ESPECTáCULOS › “KAOS EN LA CIUDAD” REGRESO A LA PANTALLA
Juan Castro, desde el púlpito
El primer programa del año presentó su publicitado informe desde Jordania y mostró la nueva veta pontificadora de su conductor.
Por Julián Gorodischer
Si la tele acostumbró al cuerpo erguido del conductor, a las poses de jirafa, Juan Castro se acoda, un poco encorvado, en el púlpito. Y ¡ahora también fuma! en cámara (como Jorge Lanata), para que quede cada vez más claro que “Kaos en la ciudad” está “más cerca, de este lado...”. Tal vez hubiera bastado con difundir la visita de un equipo periodístico a Jordania para diferenciarse. Mientras el noticiero espera en el zaguán del Pentágono, mientras la única noticia del conflicto bélico proviene de la cuenta regresiva de George Bush Jr. y el suave rechazo de la ONU, el equipo de “Kaos...” cambió el foco: recorrió las calles de Jordania hasta la frontera con Irak, habló con el paseante y el taxista, denunció la crueldad de las minas personales y sus secuelas (brazos y piernas amputados) y aportó lo que no suele verse al panorama de preguerra. El de “Kaos...”, en su primer capítulo, fue el impacto de llevar a cabo lo que parece obvio pero nadie hizo, el encanto de la (todavía infrecuente en la Argentina) corrección política: mostrar al “otro”, escuchar la voz del musulmán, reconocer que “tal vez –como dice Castro– los iraquíes no necesiten una democracia como la que quiere imponerles Estados Unidos”.

> Datos disponibles:
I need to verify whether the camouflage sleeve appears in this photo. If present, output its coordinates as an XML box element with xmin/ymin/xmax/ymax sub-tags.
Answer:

> Ejercicio 1:
Indica si cada afirmación coincide con la reseña sobre «Kaos en la ciudad». Responde sí o no y cita las palabras del texto que lo deciden: (a) Juan Castro fuma en cámara; (b) el equipo del programa recorrió Jordania hasta la frontera con Siria; (c) la corrección política es frecuente en la Argentina.
> Ejercicio 2:
Enumera todas las personas que la reseña sobre «Kaos en la ciudad» menciona por su nombre.
> Ejercicio 3:
Continúa la reseña sobre «Kaos en la ciudad» a partir de su última oración.
Este material no se utiliza en ninguna de las consignas.

> Resolución 1:
(a) Sí: «Y ¡ahora también fuma! en cámara (como Jorge Lanata)».
(b) No: «recorrió las calles de Jordania hasta la frontera con Irak».
(c) No: «el encanto de la (todavía infrecuente en la Argentina) corrección política».

> Resolución 2:
Juan Castro, Julián Gorodischer, Jorge Lanata y George Bush Jr.

> Resolución 3:
Si en los ‘90, la tele reservó la opinión al pedagogo de derecha (Neustadt, Grondona), en el 2003 Juan Castro invierte el juego y se convierte en una suerte de pastor mediático de la TV de las noches. Su actividad misionera incluye un extraño monólogo en voz alta (...”me pone contento, están cumpliendo con su laburo...”, en referencia al rechazo de una coima de los jordanos), dedo en alto para marcar al impedidor o al difamador (siempre en perjuicio del equipo de “Kaos...”) y culto al decontracté televisivo para tratar en femenino al panelista Ronnie Arias o exaltar cualidades de las “chicas” (la cronista política y la sexual).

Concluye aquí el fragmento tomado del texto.